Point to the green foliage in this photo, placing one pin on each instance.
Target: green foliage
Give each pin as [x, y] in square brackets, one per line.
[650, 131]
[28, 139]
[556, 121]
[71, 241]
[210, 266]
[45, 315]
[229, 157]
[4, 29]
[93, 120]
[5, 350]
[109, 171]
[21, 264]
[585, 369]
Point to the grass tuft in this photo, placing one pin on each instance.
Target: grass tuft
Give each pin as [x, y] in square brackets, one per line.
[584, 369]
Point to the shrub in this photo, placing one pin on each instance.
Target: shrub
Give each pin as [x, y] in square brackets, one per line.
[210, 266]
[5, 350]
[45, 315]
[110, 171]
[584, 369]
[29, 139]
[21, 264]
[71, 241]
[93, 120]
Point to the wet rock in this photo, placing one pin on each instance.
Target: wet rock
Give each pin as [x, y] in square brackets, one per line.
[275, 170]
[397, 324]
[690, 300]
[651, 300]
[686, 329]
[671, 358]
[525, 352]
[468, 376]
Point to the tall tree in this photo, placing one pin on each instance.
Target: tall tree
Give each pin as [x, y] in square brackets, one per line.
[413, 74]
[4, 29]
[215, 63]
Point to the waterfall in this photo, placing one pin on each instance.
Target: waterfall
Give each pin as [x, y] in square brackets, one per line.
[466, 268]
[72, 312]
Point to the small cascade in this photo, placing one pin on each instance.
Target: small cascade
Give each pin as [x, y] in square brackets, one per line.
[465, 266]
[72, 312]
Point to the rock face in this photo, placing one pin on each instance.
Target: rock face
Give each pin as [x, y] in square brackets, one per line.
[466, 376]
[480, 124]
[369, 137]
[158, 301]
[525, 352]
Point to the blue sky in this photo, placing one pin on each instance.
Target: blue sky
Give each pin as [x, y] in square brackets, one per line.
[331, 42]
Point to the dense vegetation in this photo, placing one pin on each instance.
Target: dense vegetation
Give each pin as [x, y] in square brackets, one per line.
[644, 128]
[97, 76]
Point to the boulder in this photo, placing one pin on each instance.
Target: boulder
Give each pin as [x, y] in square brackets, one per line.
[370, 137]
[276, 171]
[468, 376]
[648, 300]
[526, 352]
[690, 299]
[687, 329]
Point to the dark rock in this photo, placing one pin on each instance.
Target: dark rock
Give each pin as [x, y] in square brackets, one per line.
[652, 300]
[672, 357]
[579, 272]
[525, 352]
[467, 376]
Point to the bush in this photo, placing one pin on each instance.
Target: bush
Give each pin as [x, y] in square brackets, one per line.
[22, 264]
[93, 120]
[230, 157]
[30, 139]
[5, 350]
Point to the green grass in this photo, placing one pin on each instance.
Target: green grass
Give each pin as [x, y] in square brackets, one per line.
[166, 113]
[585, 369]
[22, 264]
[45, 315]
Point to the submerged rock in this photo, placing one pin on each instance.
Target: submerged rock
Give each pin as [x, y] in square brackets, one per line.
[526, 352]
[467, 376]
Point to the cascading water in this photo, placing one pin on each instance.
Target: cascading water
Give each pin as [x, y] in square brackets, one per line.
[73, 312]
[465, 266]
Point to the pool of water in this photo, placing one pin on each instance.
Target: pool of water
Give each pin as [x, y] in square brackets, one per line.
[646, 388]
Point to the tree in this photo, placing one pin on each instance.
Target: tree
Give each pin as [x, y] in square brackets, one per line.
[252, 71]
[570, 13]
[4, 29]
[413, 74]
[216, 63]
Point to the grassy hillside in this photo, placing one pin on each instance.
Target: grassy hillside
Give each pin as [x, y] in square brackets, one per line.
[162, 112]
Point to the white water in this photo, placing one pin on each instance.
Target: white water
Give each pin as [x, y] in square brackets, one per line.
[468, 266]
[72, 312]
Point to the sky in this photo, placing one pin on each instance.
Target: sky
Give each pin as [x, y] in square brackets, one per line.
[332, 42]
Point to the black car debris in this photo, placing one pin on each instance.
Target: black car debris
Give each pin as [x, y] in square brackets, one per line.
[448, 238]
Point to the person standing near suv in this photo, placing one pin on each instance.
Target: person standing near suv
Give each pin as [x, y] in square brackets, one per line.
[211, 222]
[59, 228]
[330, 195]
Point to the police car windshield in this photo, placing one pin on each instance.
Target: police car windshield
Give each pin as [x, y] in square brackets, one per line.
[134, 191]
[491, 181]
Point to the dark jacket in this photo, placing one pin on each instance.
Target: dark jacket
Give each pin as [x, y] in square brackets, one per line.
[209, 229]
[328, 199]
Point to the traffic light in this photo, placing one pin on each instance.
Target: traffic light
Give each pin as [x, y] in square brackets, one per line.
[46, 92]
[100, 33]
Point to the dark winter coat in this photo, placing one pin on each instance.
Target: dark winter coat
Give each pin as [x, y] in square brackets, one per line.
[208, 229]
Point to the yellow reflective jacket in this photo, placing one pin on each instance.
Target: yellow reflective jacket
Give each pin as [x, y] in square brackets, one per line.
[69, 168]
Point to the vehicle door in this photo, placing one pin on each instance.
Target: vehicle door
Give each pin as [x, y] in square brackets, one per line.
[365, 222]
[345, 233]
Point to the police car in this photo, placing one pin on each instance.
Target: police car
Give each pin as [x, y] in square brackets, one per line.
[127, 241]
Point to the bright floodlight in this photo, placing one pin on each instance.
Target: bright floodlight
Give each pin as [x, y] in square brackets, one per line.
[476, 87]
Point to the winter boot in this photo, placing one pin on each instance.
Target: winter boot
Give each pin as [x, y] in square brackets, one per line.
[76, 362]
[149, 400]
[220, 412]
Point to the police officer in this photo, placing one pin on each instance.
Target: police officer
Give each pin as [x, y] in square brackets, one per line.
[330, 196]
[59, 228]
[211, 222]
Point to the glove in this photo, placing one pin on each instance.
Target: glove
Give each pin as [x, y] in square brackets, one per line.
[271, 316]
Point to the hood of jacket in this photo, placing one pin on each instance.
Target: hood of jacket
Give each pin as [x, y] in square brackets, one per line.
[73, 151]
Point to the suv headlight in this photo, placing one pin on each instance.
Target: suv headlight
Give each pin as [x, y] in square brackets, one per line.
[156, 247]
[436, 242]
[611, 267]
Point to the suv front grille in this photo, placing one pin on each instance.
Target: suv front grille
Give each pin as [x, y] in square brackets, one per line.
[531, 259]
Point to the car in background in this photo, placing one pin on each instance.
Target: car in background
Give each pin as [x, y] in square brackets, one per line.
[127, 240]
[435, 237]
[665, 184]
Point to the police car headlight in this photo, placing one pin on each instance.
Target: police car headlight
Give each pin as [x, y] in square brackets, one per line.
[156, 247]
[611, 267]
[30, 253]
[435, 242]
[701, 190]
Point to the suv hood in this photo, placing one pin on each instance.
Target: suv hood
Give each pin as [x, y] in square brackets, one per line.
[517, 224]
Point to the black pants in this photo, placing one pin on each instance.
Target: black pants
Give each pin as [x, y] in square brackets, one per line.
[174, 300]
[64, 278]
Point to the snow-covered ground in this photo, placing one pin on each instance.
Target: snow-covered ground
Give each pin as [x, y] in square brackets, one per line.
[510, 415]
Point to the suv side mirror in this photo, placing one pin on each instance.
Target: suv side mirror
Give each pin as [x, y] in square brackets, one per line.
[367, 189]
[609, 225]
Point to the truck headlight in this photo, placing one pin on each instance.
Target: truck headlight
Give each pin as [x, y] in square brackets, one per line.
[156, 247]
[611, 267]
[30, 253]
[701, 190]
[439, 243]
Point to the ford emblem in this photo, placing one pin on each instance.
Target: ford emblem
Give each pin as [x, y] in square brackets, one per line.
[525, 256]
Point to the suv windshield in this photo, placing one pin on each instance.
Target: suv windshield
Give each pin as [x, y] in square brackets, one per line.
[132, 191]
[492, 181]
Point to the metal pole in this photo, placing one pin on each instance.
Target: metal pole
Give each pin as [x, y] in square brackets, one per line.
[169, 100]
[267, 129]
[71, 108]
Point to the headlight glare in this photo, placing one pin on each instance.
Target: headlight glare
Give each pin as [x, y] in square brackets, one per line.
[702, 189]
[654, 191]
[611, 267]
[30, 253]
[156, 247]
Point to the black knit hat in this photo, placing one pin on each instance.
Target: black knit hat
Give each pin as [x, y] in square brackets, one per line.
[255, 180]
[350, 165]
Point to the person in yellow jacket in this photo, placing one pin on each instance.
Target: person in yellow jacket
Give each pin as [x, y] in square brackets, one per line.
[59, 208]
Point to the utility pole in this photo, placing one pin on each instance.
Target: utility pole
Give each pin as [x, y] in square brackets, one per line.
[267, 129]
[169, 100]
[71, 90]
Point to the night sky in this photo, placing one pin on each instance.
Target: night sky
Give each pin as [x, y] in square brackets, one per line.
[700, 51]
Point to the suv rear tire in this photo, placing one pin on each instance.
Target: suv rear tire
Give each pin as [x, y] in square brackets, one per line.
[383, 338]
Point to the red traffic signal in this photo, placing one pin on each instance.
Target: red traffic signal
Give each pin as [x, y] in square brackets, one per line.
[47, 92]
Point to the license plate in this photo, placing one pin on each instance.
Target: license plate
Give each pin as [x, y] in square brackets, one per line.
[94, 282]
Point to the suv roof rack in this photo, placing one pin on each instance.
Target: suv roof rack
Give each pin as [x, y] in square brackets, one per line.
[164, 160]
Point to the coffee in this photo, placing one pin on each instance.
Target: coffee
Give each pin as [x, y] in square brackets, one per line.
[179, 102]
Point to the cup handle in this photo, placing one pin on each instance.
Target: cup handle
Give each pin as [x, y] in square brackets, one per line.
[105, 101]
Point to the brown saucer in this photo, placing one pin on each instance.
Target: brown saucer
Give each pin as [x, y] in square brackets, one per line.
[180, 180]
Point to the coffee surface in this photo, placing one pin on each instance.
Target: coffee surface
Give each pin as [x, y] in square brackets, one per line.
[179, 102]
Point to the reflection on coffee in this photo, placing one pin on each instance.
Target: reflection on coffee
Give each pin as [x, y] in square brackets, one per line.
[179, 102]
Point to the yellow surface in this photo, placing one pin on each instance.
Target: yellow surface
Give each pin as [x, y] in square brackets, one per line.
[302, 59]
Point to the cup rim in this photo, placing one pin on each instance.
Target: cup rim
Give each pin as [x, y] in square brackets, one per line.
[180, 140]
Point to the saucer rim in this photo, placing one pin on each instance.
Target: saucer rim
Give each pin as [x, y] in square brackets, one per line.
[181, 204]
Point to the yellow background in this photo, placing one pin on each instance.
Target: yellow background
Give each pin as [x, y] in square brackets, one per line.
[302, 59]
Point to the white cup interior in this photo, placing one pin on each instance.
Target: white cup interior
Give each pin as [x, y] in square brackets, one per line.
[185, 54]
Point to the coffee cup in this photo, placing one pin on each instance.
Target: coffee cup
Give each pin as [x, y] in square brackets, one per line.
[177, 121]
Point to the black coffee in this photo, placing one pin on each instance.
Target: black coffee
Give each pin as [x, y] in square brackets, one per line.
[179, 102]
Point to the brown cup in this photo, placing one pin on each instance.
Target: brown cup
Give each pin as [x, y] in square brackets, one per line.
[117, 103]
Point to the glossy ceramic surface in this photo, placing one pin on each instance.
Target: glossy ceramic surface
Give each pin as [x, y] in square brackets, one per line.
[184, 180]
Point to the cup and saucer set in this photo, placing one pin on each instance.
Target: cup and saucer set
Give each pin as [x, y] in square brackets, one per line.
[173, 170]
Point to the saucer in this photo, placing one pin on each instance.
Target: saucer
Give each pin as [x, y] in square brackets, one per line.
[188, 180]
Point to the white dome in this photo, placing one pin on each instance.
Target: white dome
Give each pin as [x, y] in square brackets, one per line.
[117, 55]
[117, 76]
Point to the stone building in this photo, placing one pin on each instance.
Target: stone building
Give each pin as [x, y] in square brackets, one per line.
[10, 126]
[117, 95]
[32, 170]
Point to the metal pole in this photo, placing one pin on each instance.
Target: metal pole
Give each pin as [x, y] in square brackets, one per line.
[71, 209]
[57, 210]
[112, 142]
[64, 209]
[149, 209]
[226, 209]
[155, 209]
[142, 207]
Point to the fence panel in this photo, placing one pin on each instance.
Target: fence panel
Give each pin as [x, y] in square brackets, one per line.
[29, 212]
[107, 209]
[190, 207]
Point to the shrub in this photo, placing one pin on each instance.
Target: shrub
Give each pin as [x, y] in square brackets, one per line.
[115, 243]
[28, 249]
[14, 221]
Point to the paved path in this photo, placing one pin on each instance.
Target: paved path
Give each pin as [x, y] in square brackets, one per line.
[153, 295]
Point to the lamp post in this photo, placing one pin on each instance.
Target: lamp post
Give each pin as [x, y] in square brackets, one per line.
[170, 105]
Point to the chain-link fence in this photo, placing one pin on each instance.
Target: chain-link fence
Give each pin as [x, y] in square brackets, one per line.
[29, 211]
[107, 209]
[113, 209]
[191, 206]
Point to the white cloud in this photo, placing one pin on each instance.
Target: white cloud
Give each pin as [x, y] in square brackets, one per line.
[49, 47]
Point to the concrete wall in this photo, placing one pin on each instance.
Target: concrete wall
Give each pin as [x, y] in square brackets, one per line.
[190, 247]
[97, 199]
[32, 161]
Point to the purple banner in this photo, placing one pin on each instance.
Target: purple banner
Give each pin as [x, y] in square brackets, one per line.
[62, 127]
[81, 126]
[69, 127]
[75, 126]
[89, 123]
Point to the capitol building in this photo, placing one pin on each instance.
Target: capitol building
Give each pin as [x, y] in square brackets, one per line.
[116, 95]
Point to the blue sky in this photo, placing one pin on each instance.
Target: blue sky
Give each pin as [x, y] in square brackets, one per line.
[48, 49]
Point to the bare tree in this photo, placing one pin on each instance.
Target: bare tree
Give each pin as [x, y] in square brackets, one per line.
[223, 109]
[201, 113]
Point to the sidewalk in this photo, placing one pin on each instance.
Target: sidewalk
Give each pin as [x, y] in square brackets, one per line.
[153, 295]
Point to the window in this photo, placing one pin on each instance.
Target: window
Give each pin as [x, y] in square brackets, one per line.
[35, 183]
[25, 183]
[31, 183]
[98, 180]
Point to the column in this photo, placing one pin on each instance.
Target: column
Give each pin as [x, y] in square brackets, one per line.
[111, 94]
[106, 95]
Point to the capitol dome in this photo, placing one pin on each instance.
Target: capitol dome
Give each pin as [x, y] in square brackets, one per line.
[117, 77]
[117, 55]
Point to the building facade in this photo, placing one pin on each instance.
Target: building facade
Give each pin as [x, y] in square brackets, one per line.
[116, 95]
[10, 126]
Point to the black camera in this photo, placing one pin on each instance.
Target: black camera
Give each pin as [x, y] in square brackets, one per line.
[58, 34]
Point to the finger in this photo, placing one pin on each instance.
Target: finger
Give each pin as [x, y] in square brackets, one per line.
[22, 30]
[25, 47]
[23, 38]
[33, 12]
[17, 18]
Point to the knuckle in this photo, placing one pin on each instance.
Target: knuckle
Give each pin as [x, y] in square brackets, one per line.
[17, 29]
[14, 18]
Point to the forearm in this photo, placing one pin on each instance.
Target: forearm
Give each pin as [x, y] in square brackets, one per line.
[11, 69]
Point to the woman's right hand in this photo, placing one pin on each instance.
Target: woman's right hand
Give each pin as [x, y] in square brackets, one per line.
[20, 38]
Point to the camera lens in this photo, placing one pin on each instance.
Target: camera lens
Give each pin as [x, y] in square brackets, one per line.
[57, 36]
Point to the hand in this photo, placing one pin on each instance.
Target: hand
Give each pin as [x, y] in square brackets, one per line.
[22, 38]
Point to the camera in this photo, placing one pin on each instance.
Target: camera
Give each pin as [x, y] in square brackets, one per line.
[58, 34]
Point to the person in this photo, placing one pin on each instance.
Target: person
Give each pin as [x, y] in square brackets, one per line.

## ISTRUZIONI ESERCIZIO
Trascrivi come lista JSON di stringhe le righe dalla riga con "Point to the capitol dome" fino all'ultima riga dei dati, entrambe comprese. Usa una stringa per ogni riga e tralascia le righe vuote.

## RISPOSTA
[
  "Point to the capitol dome in this photo, placing one pin on each instance.",
  "Target: capitol dome",
  "Give each pin as [x, y] in square brackets, one per line.",
  "[117, 77]",
  "[117, 55]",
  "Point to the building facade in this photo, placing one pin on each instance.",
  "Target: building facade",
  "Give each pin as [x, y] in square brackets, one per line.",
  "[116, 95]",
  "[10, 126]",
  "Point to the black camera in this photo, placing one pin on each instance.",
  "Target: black camera",
  "Give each pin as [x, y] in square brackets, one per line.",
  "[58, 34]",
  "Point to the finger in this photo, placing one pin on each instance.",
  "Target: finger",
  "Give each pin as [x, y] in square brackets, one per line.",
  "[22, 30]",
  "[25, 47]",
  "[23, 38]",
  "[33, 12]",
  "[17, 18]",
  "Point to the knuckle in this photo, placing one pin on each instance.",
  "Target: knuckle",
  "Give each pin as [x, y] in square brackets, one per line.",
  "[17, 29]",
  "[14, 18]",
  "Point to the forearm in this photo, placing one pin on each instance.",
  "Target: forearm",
  "Give each pin as [x, y] in square brackets, one per line.",
  "[11, 69]",
  "Point to the woman's right hand in this photo, placing one pin on each instance.",
  "Target: woman's right hand",
  "Give each pin as [x, y] in square brackets, one per line.",
  "[20, 38]",
  "Point to the camera lens in this photo, placing one pin on each instance.",
  "Target: camera lens",
  "Give each pin as [x, y] in square brackets, one per line.",
  "[57, 36]",
  "Point to the hand in this photo, placing one pin on each instance.",
  "Target: hand",
  "Give each pin as [x, y] in square brackets, one per line.",
  "[22, 38]",
  "Point to the camera in this photo, placing one pin on each instance.",
  "Target: camera",
  "Give each pin as [x, y] in square brackets, one per line.",
  "[58, 34]",
  "Point to the person in this photo, placing one pin on each instance.",
  "Target: person",
  "Give each pin as [x, y] in square brackets, one per line."
]